On Progress

I’m nearly finished with Barbara Kingsolver’s Animal, Vegetable, Miracle. I’d suggest it to anybody. It’s a fantastic book, full of humor, wisdom, gorgeous prose, and excellent recipes. (Seriously, try the Strawberry Rhubarb Crisp.) Still, I can’t help but feel a little guilty reading the thing.

The author is an ardent gardener and regular buyer of all foods organic, local, and humanely raised. She argues that it costs more up front, but the prices – to the environment, to her family’s health, to the local economy – even out in the long run. She is undoubtedly right on, and I agree completely.

But I also write a blog about inexpensive, nutritious cooking. And sometimes it’s difficult to reconcile ethical choices with workable choices.

Is a cheap banana better for us when it exploits workers in a different hemisphere? If we didn’t buy that banana, would they have jobs at all? Can you realistically expect someone to buy a $17 chicken twenty miles away, when a $3 one exists right around the corner?

Honestly, I don’t know.

I do know I would like that $17 chicken someday. Personally speaking, eating cheaply isn’t my ultimate goal. Eating smart, ethically, healthy, and heartily is my ultimate goal. Eating cheaply is a means of getting there. It's saving us money and instilling respect for what we consume.

As for progress, in the last few years, my household (apartmenthold?) has:
  • Cut our meat consumption by about 60%
  • Increased our vegetable and grain consumption drastically
  • Started eating seasonal produce
  • Started using canvas bags instead of plastic shopping bags
  • Made a conscious attempt to buy foods with less packaging
  • Started washing Ziploc bags
  • Started buying Certified Humanely Raised eggs (instead of those mass-produced thingies)
  • Started buying greenmarket meat when we can (which, I wish was more often)
  • Become hardcore menu planners and list makers
It’s been reflected at Cheap Healthy Good, too. When the site began, it was largely meant for budget dieters. The recipes included only calorie, fat, and price calculations. The articles centered more on the ties between financial solvency and weight. As many blogs tend to be, it was a reflection of where I was at the time: a burgeoning cook, newly fascinated with personal finance, attempting to maintain a recent drop in poundage.

Point localization data:

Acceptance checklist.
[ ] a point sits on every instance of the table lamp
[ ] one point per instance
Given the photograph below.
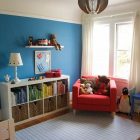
(15, 60)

To do
Pick up the "On Progress" blog post after its final sentence and keep writing it.

Task answer
Since then, the focus has changed somewhat. Fiber and protein are included in our recipe numbers now. “Dieting” turned more towards “healthy living.” The spending discussions have begun to include mentions of ethical eating, and maybe coughing up a little bit more cash for quality ingredients.

Are we ethically bulletproof? Nope. It’s a work in progress, and we get occasional flack for using cheap chickens. I am okay with this, though. Because ideally, I like to think our mission statement has evolved.

These days, we’re about more than inexpensive, nutritious cooking; we’re about saving a buck now so we can afford something better later. It's kind of like Dave Ramsey's motto: “Live like no one else, so you can live like no one else.”

And ultimately, the most you can ask of anyone is to do the best he can with what he has, and realize the value in aspiration.

So, what about you, sweet readers? Do you sometimes feel a disconnect between what you're eating, and what you'd like to be eating? What kind of changes have y’all made to your eating habits? What are you just starting? What will you do in the future? I’d love to hear how you’re progressing, as well.

P.S. Read the Kingsolver book. I’m serious.